Beginning at the line containing "The answer SHOULD provide one point per instance of the pink" and continuing to the end of the records below, give each line again exactly as it stands, and only those lines.

(Point placement records)
────────
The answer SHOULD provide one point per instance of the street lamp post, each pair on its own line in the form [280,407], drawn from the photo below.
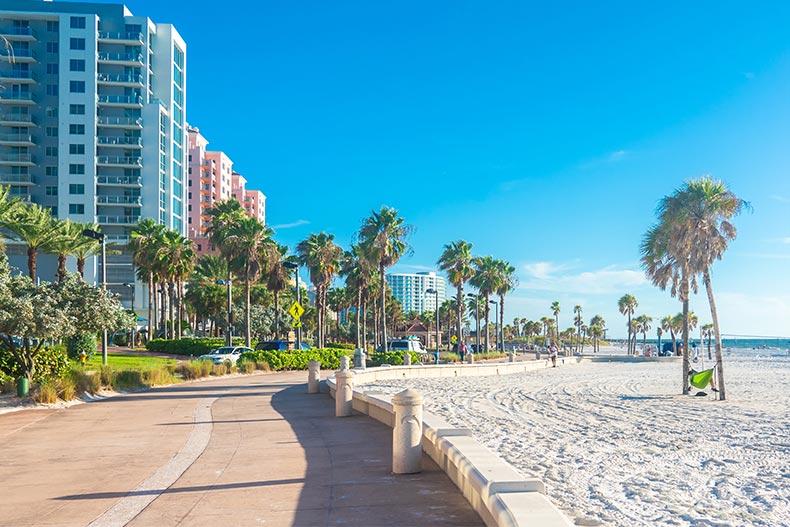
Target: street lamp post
[134,313]
[294,265]
[477,319]
[229,331]
[96,235]
[496,323]
[436,316]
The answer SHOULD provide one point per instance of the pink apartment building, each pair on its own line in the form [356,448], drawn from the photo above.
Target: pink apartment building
[212,179]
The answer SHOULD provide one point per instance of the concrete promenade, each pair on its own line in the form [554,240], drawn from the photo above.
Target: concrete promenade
[247,450]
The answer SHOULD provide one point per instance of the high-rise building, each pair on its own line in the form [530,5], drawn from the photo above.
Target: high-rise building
[92,120]
[211,180]
[410,289]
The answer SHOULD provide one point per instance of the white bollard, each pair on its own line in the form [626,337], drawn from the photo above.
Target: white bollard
[313,376]
[345,389]
[407,432]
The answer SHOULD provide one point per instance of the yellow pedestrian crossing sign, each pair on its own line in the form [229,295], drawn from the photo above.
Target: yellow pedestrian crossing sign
[296,311]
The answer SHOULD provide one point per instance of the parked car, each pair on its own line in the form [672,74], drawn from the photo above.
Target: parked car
[404,345]
[277,345]
[225,353]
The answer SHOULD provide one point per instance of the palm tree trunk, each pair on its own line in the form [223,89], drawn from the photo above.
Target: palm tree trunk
[717,335]
[277,315]
[383,283]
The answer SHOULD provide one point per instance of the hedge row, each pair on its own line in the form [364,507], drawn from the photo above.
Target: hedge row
────────
> **Exercise response**
The answer SHOULD provide one point per instance of the pink apartment building, each pair on its own line in the form [356,448], drawn from the photo above.
Target: pink apartment building
[212,179]
The answer SHOULD provide one point per instance of the concrete promenade, each pair on its own line in the form [554,240], drawn from the photo above.
Target: concrete promenade
[247,450]
The answer SHOULD provide one point per instance of the high-rise building, each pair on its own line in the form [530,5], drawn from the photo above.
Target: high-rise building
[92,120]
[211,180]
[410,289]
The answer SHOULD provide one point per instance of the white bollard, each pair on its own line in the form [626,337], drawn from the photo above.
Target: white bollard
[313,376]
[345,389]
[407,432]
The answer SHOULD provide one point per instance of the yellow pedestrian crossing sign, each pair on its own line in the form [229,295], drawn from the photo above.
Target: yellow pedestrian crossing sign
[296,311]
The answer SHOULD provide one point per instance of the parked car, each pair on its own line in the form [672,74], drawn from the photo above.
Target: parked car
[404,345]
[277,345]
[225,353]
The answer SHOULD provide one point per instance of the palm tree trunk, each pair on its own line in the form [223,89], drawn from the photo above.
Target: palm tree trunk
[717,335]
[277,315]
[383,283]
The answer SHOULD provide one point per instance of the hedge row, each pair on its own line in the form [364,507], drawn from the photo above.
Target: hedge row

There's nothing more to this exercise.